SHORT TASK: Rescale only the lines from the line with "is the orange" to the line with "top-left (4, 274), bottom-right (224, 376)", both included, by reproducing them in full with every coordinate in the answers multiplied by 2.55 and rounded to a whole number, halves rounded up.

ENTRIES:
··········
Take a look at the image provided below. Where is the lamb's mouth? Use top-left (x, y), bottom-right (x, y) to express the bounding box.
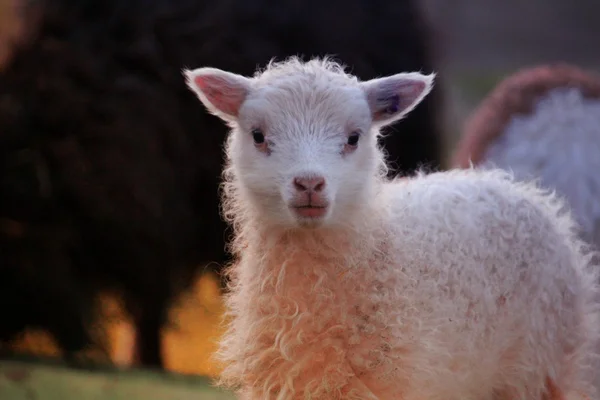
top-left (292, 205), bottom-right (327, 218)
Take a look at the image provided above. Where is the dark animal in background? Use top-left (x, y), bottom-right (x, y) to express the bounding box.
top-left (0, 0), bottom-right (441, 366)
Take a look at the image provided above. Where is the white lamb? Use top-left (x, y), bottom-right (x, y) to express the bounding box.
top-left (185, 58), bottom-right (600, 400)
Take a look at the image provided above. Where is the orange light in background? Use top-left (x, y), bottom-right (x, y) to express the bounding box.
top-left (4, 274), bottom-right (224, 376)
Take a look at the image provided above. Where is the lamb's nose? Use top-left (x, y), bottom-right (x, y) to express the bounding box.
top-left (294, 176), bottom-right (325, 192)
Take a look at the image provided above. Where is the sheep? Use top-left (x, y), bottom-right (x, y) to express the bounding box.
top-left (0, 0), bottom-right (442, 367)
top-left (454, 63), bottom-right (600, 253)
top-left (183, 57), bottom-right (600, 400)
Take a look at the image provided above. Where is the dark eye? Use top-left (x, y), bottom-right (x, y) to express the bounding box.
··········
ANSWER IN FULL:
Take a look at the image provided above. Where is the orange light in background? Use top-left (x, y), bottom-right (x, y) to express the bounding box.
top-left (10, 699), bottom-right (571, 959)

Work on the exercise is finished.